What is being asked: The answer must consist of every line below containing "dark".
BEGIN Available data
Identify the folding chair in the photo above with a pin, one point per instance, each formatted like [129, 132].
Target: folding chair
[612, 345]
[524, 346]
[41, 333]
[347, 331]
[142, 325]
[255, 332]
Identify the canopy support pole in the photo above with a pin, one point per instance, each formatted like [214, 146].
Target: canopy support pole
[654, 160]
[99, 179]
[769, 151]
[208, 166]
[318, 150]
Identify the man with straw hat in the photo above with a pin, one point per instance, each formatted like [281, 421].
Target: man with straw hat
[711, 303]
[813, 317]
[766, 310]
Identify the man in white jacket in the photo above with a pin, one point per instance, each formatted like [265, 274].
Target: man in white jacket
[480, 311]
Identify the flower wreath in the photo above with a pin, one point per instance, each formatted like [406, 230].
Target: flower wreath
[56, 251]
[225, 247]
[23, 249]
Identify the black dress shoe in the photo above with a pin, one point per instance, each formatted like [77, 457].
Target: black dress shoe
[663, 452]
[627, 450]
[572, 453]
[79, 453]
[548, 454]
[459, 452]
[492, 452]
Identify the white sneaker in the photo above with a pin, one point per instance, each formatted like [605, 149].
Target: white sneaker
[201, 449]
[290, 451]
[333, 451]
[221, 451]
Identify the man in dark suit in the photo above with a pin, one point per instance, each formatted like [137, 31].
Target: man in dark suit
END Available data
Exercise result:
Identify the man in dark suit in the photo above with a pin, one point per instance, each formatted like [137, 31].
Target: man in dark suit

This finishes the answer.